* **Exercise instructions**: Each entry must appear again exactly as it does in the source.
═════ Data
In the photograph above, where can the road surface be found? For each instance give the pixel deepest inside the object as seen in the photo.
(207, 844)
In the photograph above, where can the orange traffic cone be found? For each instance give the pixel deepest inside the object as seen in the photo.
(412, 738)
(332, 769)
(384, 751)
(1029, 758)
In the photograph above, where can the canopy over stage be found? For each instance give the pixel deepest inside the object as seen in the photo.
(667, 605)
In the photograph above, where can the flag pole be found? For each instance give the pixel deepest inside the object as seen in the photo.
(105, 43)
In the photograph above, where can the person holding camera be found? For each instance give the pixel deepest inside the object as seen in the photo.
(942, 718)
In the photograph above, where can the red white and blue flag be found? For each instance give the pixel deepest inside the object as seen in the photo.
══════════
* **Exercise output**:
In the photograph above, where can the road surface be found? For each instance give the pixel deepest inside the object as seen in the photo.
(207, 844)
In the photograph above, where can the orange traffic cone be found? For each instance give the pixel deepest inside the object as seen in the photo.
(412, 738)
(332, 769)
(384, 751)
(1029, 758)
In the photograph above, where can the canopy over stage be found? For each instance give the pixel deepest inside the object as seen in the photo.
(667, 605)
In the photograph above, where can the flag pole be found? For each instance give the pixel deepest inside the object as seen in the photo.
(105, 43)
In the photograph above, where can the person holding camera be found? For each instance give the pixel deepest inside the object as seen in the photo.
(942, 718)
In the photograph above, where can the red white and blue flag be found? For each instance give the pixel deepest inside the object as seen in the photo.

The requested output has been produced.